> _Request 1_
Could you turn the part of the listing below that opens with the line containing "Could you point out the place" and closes with the line containing "column 230, row 186" into a numbered list, leaving out any blank lines?
[Provided passage start]
- Russian: Ванечка
- Directed by: Elena Nikolaeva
- Written by: Eduard Topol; Yuliya Topol;
- Produced by: Andrey Bondarenko; Sergey Fiks; Mikheil Kalatozishvili;
- Starring: Yelena Velikanova; Maksim Galkin; Andrey Panin; Evdokiya Germanova; Sergey Batalov;
- Cinematography: Archil Akhvlediani
- Edited by: Alexander Hachko
- Music by: Yuri Poteyenko
- Production company: KinoRentService
- Release date: 2007;
- Running time: 104 min.
- Country: Russia
- Language: Russian

= Vanechka =

Vanechka (Ванечка) is a 2007 Russian drama film directed by Elena Nikolaeva.

== Plot ==
Nadya came to Moscow to enter the theater institute. During the exams, she stayed with her friends. However, they die in a car accident, and Nadya was left alone with their little son Vanechka in her arms.
[Provided passage end]
[Record set start]
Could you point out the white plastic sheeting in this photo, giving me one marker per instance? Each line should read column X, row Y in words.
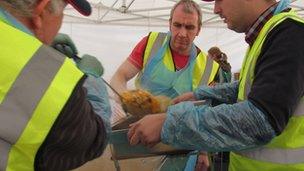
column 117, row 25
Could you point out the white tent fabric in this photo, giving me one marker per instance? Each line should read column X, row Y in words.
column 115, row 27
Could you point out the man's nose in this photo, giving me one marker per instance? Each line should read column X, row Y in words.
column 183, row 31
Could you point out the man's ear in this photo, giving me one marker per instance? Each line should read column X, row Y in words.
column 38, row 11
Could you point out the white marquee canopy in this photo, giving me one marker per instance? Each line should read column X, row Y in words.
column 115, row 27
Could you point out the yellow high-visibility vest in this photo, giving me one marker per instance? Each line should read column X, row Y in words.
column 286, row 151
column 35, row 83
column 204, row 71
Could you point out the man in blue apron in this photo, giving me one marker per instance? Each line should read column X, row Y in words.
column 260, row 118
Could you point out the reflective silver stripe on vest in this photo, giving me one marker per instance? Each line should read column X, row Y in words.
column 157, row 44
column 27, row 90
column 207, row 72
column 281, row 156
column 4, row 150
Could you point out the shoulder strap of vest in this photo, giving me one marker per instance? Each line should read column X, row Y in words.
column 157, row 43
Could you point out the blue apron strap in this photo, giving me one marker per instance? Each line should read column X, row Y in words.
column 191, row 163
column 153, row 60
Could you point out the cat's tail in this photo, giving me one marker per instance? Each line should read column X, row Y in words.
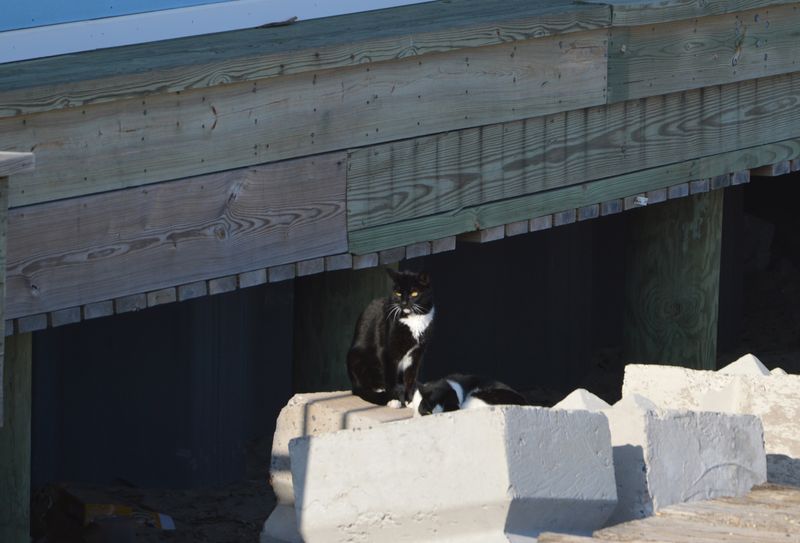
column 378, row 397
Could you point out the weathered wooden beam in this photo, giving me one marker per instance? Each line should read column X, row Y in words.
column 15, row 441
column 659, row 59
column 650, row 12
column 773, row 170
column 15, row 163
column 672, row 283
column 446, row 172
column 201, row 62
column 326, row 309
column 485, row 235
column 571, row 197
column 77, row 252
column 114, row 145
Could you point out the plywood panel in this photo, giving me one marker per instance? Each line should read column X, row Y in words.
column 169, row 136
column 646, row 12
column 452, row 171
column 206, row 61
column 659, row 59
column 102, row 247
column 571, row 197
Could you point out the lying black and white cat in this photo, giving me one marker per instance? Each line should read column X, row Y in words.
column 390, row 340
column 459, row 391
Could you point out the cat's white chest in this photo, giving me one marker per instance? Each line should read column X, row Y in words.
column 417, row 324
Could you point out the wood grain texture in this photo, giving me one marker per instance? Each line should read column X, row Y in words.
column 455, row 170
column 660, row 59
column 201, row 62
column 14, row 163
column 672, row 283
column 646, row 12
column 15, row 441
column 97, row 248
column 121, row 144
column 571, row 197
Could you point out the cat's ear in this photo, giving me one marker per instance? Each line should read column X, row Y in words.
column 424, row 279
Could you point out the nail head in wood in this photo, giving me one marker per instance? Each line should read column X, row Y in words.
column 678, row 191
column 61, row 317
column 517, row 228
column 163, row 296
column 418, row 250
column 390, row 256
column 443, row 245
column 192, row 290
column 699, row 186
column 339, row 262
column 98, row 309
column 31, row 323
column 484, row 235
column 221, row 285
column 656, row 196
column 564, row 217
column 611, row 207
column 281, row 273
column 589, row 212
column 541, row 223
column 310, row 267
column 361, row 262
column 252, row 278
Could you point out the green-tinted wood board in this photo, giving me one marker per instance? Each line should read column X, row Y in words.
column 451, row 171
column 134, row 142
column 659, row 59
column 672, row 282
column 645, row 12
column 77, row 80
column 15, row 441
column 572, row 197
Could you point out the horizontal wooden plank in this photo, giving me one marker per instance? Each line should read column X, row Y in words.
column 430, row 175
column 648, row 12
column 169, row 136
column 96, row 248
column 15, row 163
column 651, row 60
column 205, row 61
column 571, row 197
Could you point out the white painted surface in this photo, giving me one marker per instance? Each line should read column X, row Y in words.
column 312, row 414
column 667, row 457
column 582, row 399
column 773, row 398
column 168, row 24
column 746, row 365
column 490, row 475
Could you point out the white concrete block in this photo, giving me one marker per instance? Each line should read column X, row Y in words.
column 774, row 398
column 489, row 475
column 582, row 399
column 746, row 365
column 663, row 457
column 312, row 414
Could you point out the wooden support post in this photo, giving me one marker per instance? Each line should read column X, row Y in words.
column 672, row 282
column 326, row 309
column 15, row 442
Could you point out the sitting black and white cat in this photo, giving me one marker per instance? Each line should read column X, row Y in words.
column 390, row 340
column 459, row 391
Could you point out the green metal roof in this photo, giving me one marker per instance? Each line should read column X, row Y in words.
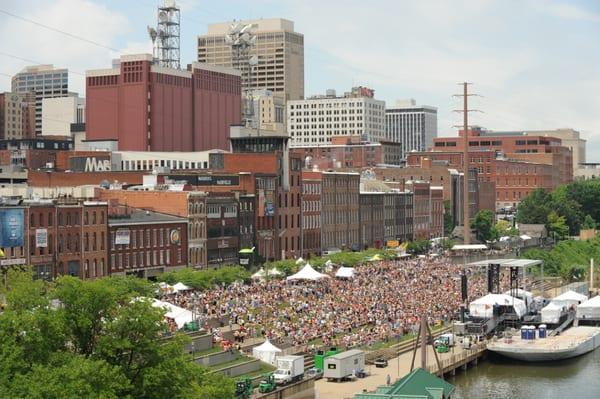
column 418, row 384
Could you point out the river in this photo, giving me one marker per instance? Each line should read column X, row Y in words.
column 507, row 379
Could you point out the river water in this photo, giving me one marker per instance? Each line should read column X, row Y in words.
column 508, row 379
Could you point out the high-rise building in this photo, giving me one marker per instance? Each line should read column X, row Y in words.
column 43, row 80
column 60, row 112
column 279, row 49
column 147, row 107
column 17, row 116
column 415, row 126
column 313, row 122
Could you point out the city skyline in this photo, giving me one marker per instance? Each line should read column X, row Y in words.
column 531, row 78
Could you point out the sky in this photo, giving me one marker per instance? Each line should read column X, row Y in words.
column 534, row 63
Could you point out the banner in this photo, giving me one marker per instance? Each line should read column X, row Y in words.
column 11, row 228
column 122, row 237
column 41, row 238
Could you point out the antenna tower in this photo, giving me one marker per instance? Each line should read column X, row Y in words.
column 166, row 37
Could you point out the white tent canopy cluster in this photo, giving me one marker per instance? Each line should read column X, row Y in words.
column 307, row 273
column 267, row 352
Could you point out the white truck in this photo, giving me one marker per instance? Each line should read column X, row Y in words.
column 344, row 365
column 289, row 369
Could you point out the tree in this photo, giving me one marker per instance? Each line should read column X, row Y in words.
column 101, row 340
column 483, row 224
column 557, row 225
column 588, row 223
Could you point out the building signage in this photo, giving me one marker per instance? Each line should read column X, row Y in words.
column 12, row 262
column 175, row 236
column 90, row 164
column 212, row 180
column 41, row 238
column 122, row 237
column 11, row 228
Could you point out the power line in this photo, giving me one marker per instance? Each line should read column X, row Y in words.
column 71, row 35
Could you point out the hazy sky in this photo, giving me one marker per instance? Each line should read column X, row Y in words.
[Record set end]
[Record set start]
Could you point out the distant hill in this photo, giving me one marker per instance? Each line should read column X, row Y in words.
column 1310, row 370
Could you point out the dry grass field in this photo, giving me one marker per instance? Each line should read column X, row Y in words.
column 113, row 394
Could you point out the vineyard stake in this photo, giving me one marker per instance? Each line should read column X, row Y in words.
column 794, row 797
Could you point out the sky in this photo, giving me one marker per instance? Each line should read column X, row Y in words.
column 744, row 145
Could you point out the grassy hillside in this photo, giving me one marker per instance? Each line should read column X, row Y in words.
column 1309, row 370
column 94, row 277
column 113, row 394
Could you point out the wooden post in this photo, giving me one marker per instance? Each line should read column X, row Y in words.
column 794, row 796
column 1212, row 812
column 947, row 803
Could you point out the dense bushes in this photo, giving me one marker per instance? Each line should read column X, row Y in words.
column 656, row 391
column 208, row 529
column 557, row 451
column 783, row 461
[Record set end]
[Record set start]
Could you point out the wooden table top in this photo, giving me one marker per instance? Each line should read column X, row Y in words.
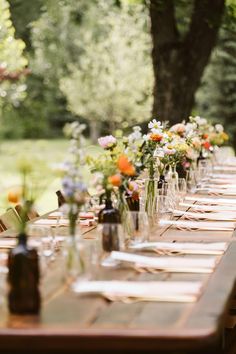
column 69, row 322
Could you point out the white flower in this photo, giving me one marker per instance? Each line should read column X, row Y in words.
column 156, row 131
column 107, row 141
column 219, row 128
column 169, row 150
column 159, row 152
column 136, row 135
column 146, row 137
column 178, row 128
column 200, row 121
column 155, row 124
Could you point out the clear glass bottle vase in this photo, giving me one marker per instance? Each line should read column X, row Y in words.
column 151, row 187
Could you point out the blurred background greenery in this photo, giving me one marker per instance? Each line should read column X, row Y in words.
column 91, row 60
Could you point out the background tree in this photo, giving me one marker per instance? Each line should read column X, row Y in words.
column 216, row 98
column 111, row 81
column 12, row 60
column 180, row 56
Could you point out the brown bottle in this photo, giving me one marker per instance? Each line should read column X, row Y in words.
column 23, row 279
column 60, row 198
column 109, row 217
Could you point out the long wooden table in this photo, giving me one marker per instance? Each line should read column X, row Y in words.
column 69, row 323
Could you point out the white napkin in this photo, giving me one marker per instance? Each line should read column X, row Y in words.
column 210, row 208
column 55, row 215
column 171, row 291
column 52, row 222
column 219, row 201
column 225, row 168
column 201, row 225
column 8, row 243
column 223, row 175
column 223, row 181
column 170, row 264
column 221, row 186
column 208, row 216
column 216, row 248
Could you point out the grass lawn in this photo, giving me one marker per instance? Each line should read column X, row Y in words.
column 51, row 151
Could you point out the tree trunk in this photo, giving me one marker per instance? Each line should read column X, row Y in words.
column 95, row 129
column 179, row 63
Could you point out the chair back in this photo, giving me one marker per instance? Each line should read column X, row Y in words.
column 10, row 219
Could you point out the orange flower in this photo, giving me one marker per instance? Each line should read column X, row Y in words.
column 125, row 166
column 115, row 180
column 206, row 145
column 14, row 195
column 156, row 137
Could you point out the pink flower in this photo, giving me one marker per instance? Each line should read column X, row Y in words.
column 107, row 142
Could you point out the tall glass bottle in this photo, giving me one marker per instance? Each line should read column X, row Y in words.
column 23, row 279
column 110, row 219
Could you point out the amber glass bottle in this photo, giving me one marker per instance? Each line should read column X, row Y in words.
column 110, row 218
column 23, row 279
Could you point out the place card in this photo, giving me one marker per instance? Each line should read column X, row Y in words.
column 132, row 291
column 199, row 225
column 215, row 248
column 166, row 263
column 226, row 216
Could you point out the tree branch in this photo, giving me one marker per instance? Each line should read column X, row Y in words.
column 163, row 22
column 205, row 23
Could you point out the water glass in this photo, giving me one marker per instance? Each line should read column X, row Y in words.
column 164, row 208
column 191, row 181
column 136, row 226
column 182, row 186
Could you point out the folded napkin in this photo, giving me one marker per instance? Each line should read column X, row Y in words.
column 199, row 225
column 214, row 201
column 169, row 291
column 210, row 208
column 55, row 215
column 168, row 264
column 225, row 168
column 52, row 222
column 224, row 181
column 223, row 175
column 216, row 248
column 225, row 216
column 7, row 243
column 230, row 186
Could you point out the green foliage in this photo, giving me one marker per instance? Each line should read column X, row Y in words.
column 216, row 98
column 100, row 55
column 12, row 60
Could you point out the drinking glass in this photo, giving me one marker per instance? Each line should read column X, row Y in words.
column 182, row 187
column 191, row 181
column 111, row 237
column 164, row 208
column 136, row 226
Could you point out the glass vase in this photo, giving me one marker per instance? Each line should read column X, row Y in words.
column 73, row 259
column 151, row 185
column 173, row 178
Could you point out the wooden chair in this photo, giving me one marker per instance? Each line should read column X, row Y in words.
[Record set end]
> _Request 2_
According to the Vanechka film text above, why did Nadya come to Moscow?

> _Full answer 1_
1. Could you point out the place card in this photo, giving me one marker per instance? Each line should read column X, row Y in words.
2. column 132, row 291
3. column 199, row 225
4. column 215, row 248
5. column 166, row 263
6. column 226, row 216
7. Could you point out the tree branch in this photo, giving me one marker per instance? Each line should read column X, row Y in words.
8. column 163, row 22
9. column 205, row 23
10. Could you point out the water glass in this photo, giving me one marker per instance? Each line should read column X, row Y in words.
11. column 164, row 208
12. column 191, row 181
13. column 136, row 226
14. column 182, row 186
15. Could you point out the folded napkin in this photo, giving me one marker per instance? Each line should read column X, row Y in words.
16. column 199, row 225
17. column 214, row 201
18. column 169, row 291
19. column 210, row 208
20. column 55, row 215
21. column 168, row 264
22. column 225, row 168
23. column 52, row 222
24. column 224, row 181
25. column 223, row 175
26. column 216, row 248
27. column 225, row 216
28. column 7, row 243
29. column 230, row 186

> _Full answer 2_
She came to enter the theater institute.